Texte source.
———

Pour l'anecdote, sachez que certains étudiants (et enseignants !) arrivent à pervertir des modules de professionnalisation (culture entrepreneuriale, techniques de communication, comportements professionnels...) en des matières à apprendre par coeur (donc aussi «jetables» que le reste) ! Mais ce que j'en dis relève de mon expérience personnelle et n'est peut-être pas généralisable ! Espérons-le en tout cas !
Je crois qu'il est très important que ceux qui sont sensibilisés et conscients de ces problèmes essaient de rompre le cercle vicieux, chacun à son niveau : des étudiants, des parents, des enseignants-chercheurs, un responsable de formation dans un établissement universitaire, un Président d'université, un administratif, un professionnel en entreprise qui accueille un étudiant en stage... Ce sera déjà pas mal !

Très bonne journée !

KATO
| 15-07-2016 10:56
Visiblement, vous n'avez pas fait beaucoup de progrès en français, malgré toutes les formations suivies depuis votre arrivée en France en 1980.

leonidas
| 14-07-2016 17:54
Vous avez tout dit. Excellente analyse de la situation de notre système éducatif. J'espère que M Bouden est de passage. Un brave type.

zohra
| 14-07-2016 13:31
Donc que faire, il peut être temps peut d'ouvrir les centres de formation, recycler les jeunes, les aider à s'en sortir. Que les municipalités donnent une main forte à ce cercle vicieux, ouvrir des bureaux d'aide aux jeunes, leur apprendre à rédiger une lettre de motivation, un CV, leur apprendre à se vendre ect... Ouvrir des centres d'orientation. Que le tout monde se met au travail. Il faut bouger. Il faut motivet les jeunes, Il ya des jeunes honnetes ont ne va pas les punir eux aussi

Tunisienne
| 14-07-2016 10:33
Comment s'étonner lorsque s'est installée une culture de l'apprentissage instantané et «consommable» (entendez donc jetable !), de l'instrumentation du savoir et du délitement des valeurs (absence d'ambitions, de motivation, de rêve, de projets de vie et professionnels, de reconnaissance des valeurs intrinsèques du savoir, du travail, de l'effort...) ?

———

Explorer le document.
a) Pouvez-vous recopier à l'identique le passage des commentaires sur l'enseignement situé entre « Je crois qu'il » et « Un brave type. », bornes comprises ?
b) Répondez à ces questions sur les commentaires sur l'enseignement :
(i) D'après le commentaire de KATO, en quelle année la personne interpellée est-elle arrivée en France ?
(ii) Quels modules de professionnalisation sont cités entre parenthèses dans le premier paragraphe ?
(iii) Quelle personne leonidas espère-t-il voir de passage ?
c) Pourriez-vous prolonger les commentaires sur l'enseignement à la suite de leur dernière phrase ?

Données sources.
———

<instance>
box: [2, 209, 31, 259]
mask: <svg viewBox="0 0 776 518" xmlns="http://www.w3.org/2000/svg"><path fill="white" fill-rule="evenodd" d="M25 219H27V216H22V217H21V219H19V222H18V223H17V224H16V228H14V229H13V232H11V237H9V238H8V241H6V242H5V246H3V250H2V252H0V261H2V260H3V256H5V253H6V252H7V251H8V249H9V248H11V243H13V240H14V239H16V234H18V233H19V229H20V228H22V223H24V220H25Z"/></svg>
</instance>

———

Réponses aux consignes.
a)
Je crois qu'il est très important que ceux qui sont sensibilisés et conscients de ces problèmes essaient de rompre le cercle vicieux, chacun à son niveau : des étudiants, des parents, des enseignants-chercheurs, un responsable de formation dans un établissement universitaire, un Président d'université, un administratif, un professionnel en entreprise qui accueille un étudiant en stage... Ce sera déjà pas mal !

Très bonne journée !

KATO
| 15-07-2016 10:56
Visiblement, vous n'avez pas fait beaucoup de progrès en français, malgré toutes les formations suivies depuis votre arrivée en France en 1980.

leonidas
| 14-07-2016 17:54
Vous avez tout dit. Excellente analyse de la situation de notre système éducatif. J'espère que M Bouden est de passage. Un brave type.

b)
(i) En 1980.
(ii) Culture entrepreneuriale, techniques de communication, comportements professionnels.
(iii) M Bouden.

c)
Et cela, tout le monde et tout le système y ont contribué : les lacunes globales de tout le système éducatif; le système LMD avec, de plus, ses grandes perversions en Tunisie; les dysfonctionnements du système universitaire (système de gratification et de promotion des enseignants-chercheurs qui les pousse à l'opportunisme et au minimalisme dans l'enseignement, approches et démarches pédagogiques archaïques et décalées par rapport aux exigences socioprofessionnelles actuelles); absence de marges de manoeuvre au niveau des établissements universitaires; laxisme et minimalisme de tous; des responsables universitaires qui surfent entre les considérations scientifiques et celles politico-sociales pour avoir la paix et/ ou par ambition; une université qui peine à trouver ses marques en termes de vocation et de mission dans le contexte actuel (enseignement, recherche et excellence scientifiques ou professionnalisation des étudiants); des étudiants qui, au lieu de tirer profit de l'apprentissage, apprennent par bribes -juste ce qu'il faut pour passer les exams- et mettent toute leur énergie à exploiter les failles du système et à développer d'année en année de nouvelles techniques de triche (résultat : des diplômes tronqués et des diplômés amnésiques, qui n'ont aucune latitude ou disposition à la réflexion ou à la synthèse et qui ont même du mal à mobiliser le minimum de savoirs); des parents qui ne sont pas étrangers aux attitudes de leurs enfants (valeurs véhiculées, encouragement de la débrouillardise, «l'essentiel, c'est d'avoir le diplôme et on verra après !»); des entreprises qui n'arrêtent pas de déplorer le manque d'operationnalite des diplômés mais qui ne font souvent rien pour se rapprocher effectivement du monde universitaire pour l'aiguiller (lorsqu'il y a «coopération», elle reste souvent superficielle et relève généralement du discours et du slogan)...
En définitive, tout le monde a démissionné et nous sommes dans un système où tous les fact leurs sont réunis pour produire qui des diplômes et des diplômés approximatifs et par-défaut ! Pourquoi s'étonner alors de ce qui n'est qu'un aboutissement logique d'une congruence de faillites ?

PS : Je ne suis pas sûre que le raisonnement en termes de QI puisse éclairer pertinemment la question ! Beaucoup d'attributs (la volonté, l'effort, la résilience, l'ambition, le sens de la responsabilité...) peuvent compenser un déficit de QI !

zohra
| 14-07-2016 08:30
Je vous crois, mais, de mon époque "époque de Bouguiba", c'était vraiment la discipline, dans tous les domaines, les écoles, l'internat....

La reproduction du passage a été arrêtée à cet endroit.